In the records below, take everything from the line containing "of the gold" down to the line containing "x=162 y=232", both included. Give those lines as a numbered list, leaving out any blank lines.

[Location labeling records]
>> Begin

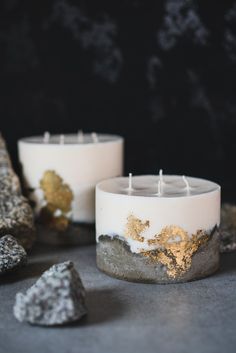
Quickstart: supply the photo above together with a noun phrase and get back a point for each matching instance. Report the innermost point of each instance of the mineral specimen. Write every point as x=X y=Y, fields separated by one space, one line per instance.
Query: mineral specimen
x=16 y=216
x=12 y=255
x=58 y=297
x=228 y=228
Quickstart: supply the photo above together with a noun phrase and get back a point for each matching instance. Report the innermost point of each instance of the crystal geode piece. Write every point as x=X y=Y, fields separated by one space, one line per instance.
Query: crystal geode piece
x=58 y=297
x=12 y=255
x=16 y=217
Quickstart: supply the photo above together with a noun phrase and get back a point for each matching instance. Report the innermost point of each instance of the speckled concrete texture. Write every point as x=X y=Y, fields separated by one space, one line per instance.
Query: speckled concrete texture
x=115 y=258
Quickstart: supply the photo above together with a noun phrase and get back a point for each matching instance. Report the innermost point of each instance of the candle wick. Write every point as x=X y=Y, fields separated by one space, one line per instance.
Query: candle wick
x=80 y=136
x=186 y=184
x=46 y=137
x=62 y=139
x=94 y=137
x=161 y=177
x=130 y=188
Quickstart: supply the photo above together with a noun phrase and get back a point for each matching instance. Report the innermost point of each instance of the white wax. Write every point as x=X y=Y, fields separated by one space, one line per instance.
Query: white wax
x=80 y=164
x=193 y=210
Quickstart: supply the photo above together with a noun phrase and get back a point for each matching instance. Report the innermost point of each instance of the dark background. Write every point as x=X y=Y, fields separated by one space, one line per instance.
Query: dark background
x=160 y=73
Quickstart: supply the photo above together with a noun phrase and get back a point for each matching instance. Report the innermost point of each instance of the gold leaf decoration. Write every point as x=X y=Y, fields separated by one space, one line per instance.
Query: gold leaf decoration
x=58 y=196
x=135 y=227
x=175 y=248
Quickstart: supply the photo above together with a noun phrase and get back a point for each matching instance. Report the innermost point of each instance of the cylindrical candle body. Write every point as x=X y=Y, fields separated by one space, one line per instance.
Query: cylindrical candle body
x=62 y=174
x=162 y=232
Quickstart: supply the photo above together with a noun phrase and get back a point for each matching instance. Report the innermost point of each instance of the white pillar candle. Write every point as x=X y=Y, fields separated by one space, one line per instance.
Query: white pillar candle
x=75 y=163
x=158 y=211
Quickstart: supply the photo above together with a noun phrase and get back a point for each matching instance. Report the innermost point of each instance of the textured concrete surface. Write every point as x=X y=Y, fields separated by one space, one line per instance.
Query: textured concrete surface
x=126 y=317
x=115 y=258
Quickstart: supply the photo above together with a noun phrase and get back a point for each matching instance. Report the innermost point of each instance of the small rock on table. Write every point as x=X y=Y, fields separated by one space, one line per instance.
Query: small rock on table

>> End
>> Begin

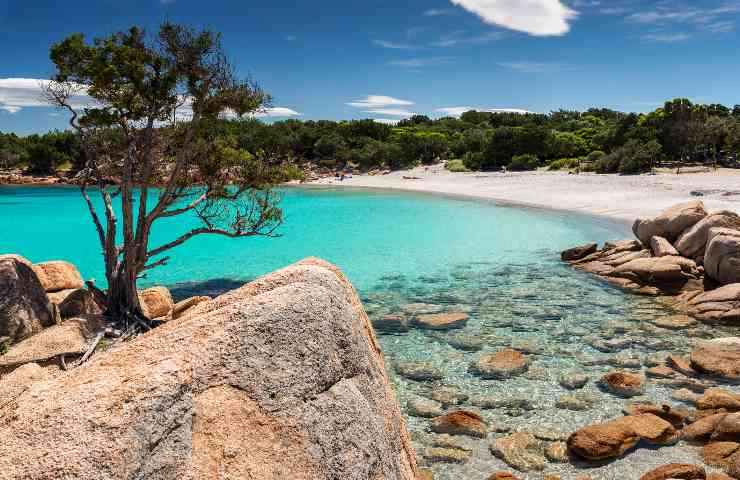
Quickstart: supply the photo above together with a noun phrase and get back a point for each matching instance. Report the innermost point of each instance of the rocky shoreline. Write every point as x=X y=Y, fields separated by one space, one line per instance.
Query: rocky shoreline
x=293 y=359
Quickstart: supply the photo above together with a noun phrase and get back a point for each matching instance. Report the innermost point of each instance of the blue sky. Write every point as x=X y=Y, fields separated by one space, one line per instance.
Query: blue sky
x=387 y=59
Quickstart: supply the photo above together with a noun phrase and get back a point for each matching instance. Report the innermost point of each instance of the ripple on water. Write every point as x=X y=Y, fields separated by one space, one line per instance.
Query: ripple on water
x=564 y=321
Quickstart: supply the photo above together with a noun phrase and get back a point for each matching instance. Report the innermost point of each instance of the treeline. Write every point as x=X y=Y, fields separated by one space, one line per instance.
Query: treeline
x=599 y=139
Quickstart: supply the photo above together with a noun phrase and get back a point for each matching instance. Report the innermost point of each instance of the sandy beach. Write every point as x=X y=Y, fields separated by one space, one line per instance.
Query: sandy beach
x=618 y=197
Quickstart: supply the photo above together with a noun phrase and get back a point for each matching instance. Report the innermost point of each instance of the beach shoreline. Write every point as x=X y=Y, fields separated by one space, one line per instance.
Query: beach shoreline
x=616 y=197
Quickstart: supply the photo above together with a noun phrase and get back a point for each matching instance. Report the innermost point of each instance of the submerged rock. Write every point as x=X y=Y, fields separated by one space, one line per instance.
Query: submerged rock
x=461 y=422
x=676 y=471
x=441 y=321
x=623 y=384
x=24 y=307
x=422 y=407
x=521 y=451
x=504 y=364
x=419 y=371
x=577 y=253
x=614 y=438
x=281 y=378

>> End
>> Begin

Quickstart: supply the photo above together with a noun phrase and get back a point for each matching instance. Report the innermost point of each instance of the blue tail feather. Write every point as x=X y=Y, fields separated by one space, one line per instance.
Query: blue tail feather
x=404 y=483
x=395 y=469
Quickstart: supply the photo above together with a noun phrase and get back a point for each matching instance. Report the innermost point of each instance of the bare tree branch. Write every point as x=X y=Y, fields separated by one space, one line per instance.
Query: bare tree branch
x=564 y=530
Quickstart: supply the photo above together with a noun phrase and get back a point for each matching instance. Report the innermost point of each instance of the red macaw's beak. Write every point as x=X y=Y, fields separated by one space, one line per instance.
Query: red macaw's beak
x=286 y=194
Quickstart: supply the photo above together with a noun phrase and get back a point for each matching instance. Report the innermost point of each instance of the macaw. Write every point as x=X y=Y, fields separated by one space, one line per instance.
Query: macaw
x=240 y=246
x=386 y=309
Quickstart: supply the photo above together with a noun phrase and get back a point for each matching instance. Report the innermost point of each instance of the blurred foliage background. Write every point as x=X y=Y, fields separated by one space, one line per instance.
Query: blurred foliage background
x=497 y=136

>> End

- **Response below**:
1. Quickstart: supply the photo above together with a noun phrase and get back a point for each matching instance. Report the innermost point of each instance of the gold leaf decoration. Write every point as x=X y=Y, fields separated by one space, one line per instance.
2. Query: gold leaf decoration
3. x=58 y=196
4. x=135 y=227
5. x=175 y=248
6. Quickstart: supply the photo above together with a noun phrase and get back a point for each matching instance. Report the innermost point of each instance of the cylindrical candle body. Write every point as x=X y=Y, fields separated by one space, one line per instance.
7. Query: cylindrical candle body
8. x=62 y=174
9. x=162 y=232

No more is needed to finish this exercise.